L’art. 12 LLCA constitue une clause générale qui permet d’exiger de l’avocat qu’il se comporte correctement dans l’exercice de sa profession. Elle ne se limite pas aux rapports professionnels de l’avocat avec ses clients, mais comprend aussi les relations de l’avocat avec les confrères, ainsi qu’avec toutes les autorités
(ATF 144 II 473 consid. 4.1 et les arrêts cités) et non seulement les autorités judiciaires stricto sensu (arrêts du Tribunal fédéral 2C_101/2023 du 11 mai 2023 consid. 6.1 ; 2C_167/2020 du 13 mai 2020 consid. 3.4).

.....

Dans l’extrait sur l’article 12 LLCA, recopiez sans rien changer le passage qui commence par les mots contenant « L’art. 12 LLCA » et se termine par « 2020 consid. 3.4). ».

- _Données fournies_:
.....

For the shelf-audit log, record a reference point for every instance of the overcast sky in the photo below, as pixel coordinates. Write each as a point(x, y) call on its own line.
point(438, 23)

.....

- _Réponse complète_:
L’art. 12 LLCA constitue une clause générale qui permet d’exiger de l’avocat qu’il se comporte correctement dans l’exercice de sa profession. Elle ne se limite pas aux rapports professionnels de l’avocat avec ses clients, mais comprend aussi les relations de l’avocat avec les confrères, ainsi qu’avec toutes les autorités
(ATF 144 II 473 consid. 4.1 et les arrêts cités) et non seulement les autorités judiciaires stricto sensu (arrêts du Tribunal fédéral 2C_101/2023 du 11 mai 2023 consid. 6.1 ; 2C_167/2020 du 13 mai 2020 consid. 3.4).